┌──
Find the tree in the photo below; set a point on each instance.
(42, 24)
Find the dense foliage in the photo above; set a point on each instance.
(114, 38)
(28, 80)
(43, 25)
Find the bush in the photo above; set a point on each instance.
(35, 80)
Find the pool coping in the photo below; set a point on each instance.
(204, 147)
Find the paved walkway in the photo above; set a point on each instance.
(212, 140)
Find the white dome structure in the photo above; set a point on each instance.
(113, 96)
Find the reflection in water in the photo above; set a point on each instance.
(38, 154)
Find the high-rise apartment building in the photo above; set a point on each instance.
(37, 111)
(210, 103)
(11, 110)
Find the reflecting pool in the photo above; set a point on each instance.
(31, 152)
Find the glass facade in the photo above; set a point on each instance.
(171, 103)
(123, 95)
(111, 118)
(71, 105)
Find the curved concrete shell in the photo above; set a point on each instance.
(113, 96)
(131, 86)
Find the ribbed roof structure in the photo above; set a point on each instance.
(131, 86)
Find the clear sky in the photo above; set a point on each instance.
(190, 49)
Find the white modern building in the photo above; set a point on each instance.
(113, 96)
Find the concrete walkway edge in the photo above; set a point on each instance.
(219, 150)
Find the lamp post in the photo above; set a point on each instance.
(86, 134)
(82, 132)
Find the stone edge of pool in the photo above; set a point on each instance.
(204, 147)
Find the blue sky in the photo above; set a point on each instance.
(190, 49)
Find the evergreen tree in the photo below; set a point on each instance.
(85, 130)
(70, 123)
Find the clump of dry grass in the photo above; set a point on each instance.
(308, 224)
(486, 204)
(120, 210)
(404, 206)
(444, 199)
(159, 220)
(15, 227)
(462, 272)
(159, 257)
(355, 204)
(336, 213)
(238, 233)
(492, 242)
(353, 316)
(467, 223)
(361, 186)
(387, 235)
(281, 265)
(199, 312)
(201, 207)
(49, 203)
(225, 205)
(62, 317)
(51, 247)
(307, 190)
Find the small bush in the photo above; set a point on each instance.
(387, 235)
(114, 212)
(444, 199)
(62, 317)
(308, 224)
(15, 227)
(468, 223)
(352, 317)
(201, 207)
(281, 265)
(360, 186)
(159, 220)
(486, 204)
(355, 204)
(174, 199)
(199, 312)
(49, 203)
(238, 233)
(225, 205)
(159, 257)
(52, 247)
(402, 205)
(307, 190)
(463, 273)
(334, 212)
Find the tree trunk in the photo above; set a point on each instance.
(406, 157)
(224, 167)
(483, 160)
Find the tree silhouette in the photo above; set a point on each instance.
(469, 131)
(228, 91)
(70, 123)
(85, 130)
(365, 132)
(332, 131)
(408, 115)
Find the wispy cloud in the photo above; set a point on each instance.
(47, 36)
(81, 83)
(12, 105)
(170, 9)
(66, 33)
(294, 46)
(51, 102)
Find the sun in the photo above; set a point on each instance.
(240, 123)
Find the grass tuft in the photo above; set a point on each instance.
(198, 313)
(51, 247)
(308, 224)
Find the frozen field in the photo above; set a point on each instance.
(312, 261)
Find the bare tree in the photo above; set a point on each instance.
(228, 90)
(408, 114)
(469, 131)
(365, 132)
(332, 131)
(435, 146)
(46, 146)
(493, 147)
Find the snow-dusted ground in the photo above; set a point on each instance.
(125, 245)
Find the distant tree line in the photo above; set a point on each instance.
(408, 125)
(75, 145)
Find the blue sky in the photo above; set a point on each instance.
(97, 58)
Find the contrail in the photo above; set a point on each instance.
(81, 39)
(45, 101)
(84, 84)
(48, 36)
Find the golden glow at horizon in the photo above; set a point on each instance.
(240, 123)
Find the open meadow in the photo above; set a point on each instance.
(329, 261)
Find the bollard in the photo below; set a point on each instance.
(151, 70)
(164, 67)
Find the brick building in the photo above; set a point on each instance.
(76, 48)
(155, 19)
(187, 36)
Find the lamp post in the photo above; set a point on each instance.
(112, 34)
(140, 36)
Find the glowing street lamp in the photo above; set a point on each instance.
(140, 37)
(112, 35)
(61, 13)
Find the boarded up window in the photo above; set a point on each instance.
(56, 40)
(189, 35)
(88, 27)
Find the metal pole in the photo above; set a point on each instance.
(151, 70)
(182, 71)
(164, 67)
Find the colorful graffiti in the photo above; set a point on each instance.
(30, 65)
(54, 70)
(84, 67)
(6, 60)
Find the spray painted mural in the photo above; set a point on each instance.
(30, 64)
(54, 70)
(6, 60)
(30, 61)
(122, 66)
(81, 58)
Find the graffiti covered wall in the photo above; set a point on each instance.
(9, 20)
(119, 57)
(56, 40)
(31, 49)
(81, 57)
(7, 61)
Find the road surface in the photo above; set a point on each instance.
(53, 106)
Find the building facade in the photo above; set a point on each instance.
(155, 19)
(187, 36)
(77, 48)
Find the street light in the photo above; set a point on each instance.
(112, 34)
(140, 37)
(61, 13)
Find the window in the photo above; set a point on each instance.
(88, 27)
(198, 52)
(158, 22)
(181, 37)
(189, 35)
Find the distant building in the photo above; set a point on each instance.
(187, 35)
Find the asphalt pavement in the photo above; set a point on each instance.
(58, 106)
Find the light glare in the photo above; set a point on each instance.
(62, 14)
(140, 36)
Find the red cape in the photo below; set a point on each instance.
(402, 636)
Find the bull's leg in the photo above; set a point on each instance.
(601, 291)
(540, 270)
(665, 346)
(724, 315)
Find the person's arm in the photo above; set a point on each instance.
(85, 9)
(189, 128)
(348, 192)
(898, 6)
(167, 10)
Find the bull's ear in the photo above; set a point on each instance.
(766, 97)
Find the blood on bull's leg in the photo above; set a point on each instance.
└──
● **Directions**: The whole listing above must be copied exactly.

● **Exercise answer**:
Find the tree in the photo below; set a point on each instance.
(42, 24)
Find the dense foliage in the photo above; set a point on each instance.
(114, 38)
(28, 80)
(43, 25)
Find the bush in the photo above; set a point on each instance.
(35, 80)
Find the pool coping in the photo below; set a point on each instance.
(204, 147)
Find the paved walkway in the photo above; set a point on each instance.
(212, 140)
Find the white dome structure in the photo above; set a point on each instance.
(113, 96)
Find the reflection in water in the photo above; set a point on each instance.
(38, 154)
Find the high-rise apartment building in the photo above; set a point on each instance.
(37, 111)
(210, 103)
(11, 110)
Find the reflecting pool in the photo above; set a point on each instance.
(31, 152)
Find the glass facade in the photo above; set a point on each instance.
(171, 103)
(123, 95)
(111, 118)
(71, 105)
Find the curved concrete shell in the photo above; set a point on each instance.
(113, 96)
(131, 86)
Find the ribbed roof structure in the photo above; set a point on each instance.
(131, 86)
Find the clear sky in the photo above; set a point on each instance.
(190, 49)
Find the white modern building in the photo above; set a point on each instance.
(113, 96)
Find the concrete walkway edge in the photo above; set a point on each instance.
(219, 150)
Find the lamp post in the photo above; set a point on each instance.
(86, 134)
(82, 132)
Find the stone edge of pool in the photo above; set a point on each instance.
(204, 147)
Find the blue sky in the photo above; set a point on each instance.
(190, 49)
Find the evergreen tree in the photo below; set a point on each instance.
(85, 130)
(70, 123)
Find the clump of dry grass in the photo above; set a point on each instance.
(308, 224)
(486, 204)
(120, 210)
(404, 206)
(444, 199)
(159, 220)
(15, 227)
(462, 272)
(159, 257)
(355, 204)
(336, 213)
(238, 233)
(492, 242)
(353, 316)
(467, 223)
(361, 186)
(387, 235)
(281, 265)
(199, 312)
(201, 207)
(49, 203)
(225, 205)
(62, 317)
(51, 247)
(307, 190)
Find the small bush in the photo above; set a point on each instance.
(387, 235)
(114, 212)
(444, 199)
(62, 317)
(308, 224)
(15, 227)
(468, 223)
(352, 317)
(201, 207)
(281, 265)
(360, 186)
(159, 220)
(486, 204)
(355, 204)
(174, 199)
(199, 312)
(49, 203)
(238, 233)
(225, 205)
(159, 257)
(52, 247)
(402, 205)
(307, 190)
(463, 273)
(334, 212)
Find the tree trunk in the photo above; set a point on each instance.
(406, 157)
(224, 167)
(483, 160)
Find the tree silhouette in the photo above; set a point on each instance.
(469, 131)
(228, 91)
(70, 123)
(85, 130)
(365, 132)
(332, 131)
(408, 115)
Find the wispy cloud in the photo above; set a point on each instance.
(47, 36)
(81, 83)
(12, 105)
(170, 9)
(66, 33)
(294, 46)
(51, 102)
Find the sun in the photo above; set a point on each instance.
(240, 123)
Find the grass tuft in the photo above; set a point on each instance.
(198, 313)
(51, 247)
(308, 224)
Find the frozen field in the photo above; set a point on each instance.
(312, 261)
Find the bare tree in the photo above; set a point on each instance.
(228, 90)
(408, 114)
(469, 131)
(365, 132)
(332, 131)
(435, 146)
(46, 146)
(493, 147)
Find the snow-dusted ground in the photo above; set a point on each instance.
(125, 245)
Find the distant tree line in the photo above; set a point on each instance.
(408, 125)
(75, 145)
Find the blue sky in the photo above; set a point on each instance.
(97, 58)
Find the contrail in the photo above; set a point on each instance.
(81, 39)
(45, 101)
(84, 84)
(48, 36)
Find the golden glow at horizon in the photo above; set a point on each instance.
(240, 123)
Find the open meadow in the photo above; set a point on each instance.
(329, 261)
Find the bollard in the photo below; set a point on each instance.
(151, 70)
(164, 67)
Find the brick building in the photo above; set a point on each instance.
(76, 48)
(155, 19)
(187, 36)
Find the lamp post in the photo above; set a point on each instance.
(112, 34)
(140, 36)
Find the glowing street lamp in the photo above; set a point on each instance.
(140, 37)
(112, 35)
(61, 13)
Find the boarded up window in the photo above; set a point on each instance.
(56, 40)
(189, 35)
(88, 27)
Find the metal pole in the photo above; set a point on each instance.
(151, 70)
(182, 71)
(164, 67)
Find the colorful graffiti in the photo above; set a point on each instance.
(30, 65)
(54, 70)
(84, 67)
(6, 60)
Find the spray painted mural in the photo above; set a point on each instance.
(30, 64)
(54, 70)
(6, 60)
(30, 61)
(122, 66)
(81, 58)
Find the graffiti covered wall in the photo above; set a point on each instance.
(9, 20)
(119, 57)
(56, 40)
(31, 49)
(81, 57)
(7, 61)
Find the road surface in the photo above; set a point on each instance.
(53, 106)
Find the building facade in the photo above; set a point on each instance.
(155, 19)
(187, 36)
(77, 48)
Find the street light in the photo above; set a point on each instance.
(112, 34)
(140, 37)
(61, 13)
Find the window in the photo above; set a point on each instance.
(88, 27)
(198, 52)
(158, 22)
(181, 37)
(189, 35)
Find the distant building in the photo above; set a point on each instance.
(187, 35)
Find the asphalt pavement in the photo above; set a point on each instance.
(58, 106)
Find the light glare in the photo above; set a point on each instance.
(62, 14)
(140, 36)
Find the red cape in the photo below; set a point on each instance.
(402, 636)
Find the bull's leg in the photo above; set a point on each instance.
(601, 291)
(540, 270)
(665, 346)
(724, 315)
Find the person's arm in the photo above; set a point on each instance.
(85, 9)
(189, 128)
(348, 192)
(898, 6)
(167, 10)
Find the bull's ear in the photo above; set a point on each instance.
(766, 97)
Find the blood on bull's leg in the photo above; set a point on each instance.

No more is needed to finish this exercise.